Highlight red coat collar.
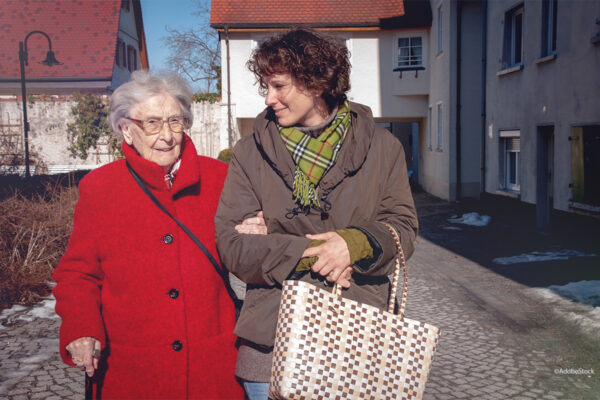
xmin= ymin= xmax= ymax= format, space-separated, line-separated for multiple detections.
xmin=122 ymin=134 xmax=201 ymax=193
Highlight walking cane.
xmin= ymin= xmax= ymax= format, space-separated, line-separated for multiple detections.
xmin=85 ymin=374 xmax=93 ymax=400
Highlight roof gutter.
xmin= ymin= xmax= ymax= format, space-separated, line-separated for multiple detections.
xmin=456 ymin=0 xmax=462 ymax=200
xmin=225 ymin=26 xmax=232 ymax=147
xmin=480 ymin=0 xmax=487 ymax=194
xmin=211 ymin=22 xmax=383 ymax=30
xmin=0 ymin=77 xmax=112 ymax=83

> **Exercise objective**
Set down the material above exactly. Skip any picture.

> **Solution for this exercise**
Highlight red coat collar.
xmin= ymin= xmax= ymax= format, space-separated, line-separated for multiple detections.
xmin=122 ymin=134 xmax=201 ymax=193
Highlight walking cane.
xmin= ymin= xmax= ymax= format, space-separated, line-separated for multiple detections.
xmin=85 ymin=374 xmax=93 ymax=400
Highlight roof gutter.
xmin= ymin= xmax= ymax= format, space-separated, line-separated for multiple detections.
xmin=456 ymin=0 xmax=462 ymax=200
xmin=225 ymin=26 xmax=232 ymax=147
xmin=480 ymin=0 xmax=487 ymax=194
xmin=211 ymin=22 xmax=383 ymax=30
xmin=0 ymin=77 xmax=112 ymax=83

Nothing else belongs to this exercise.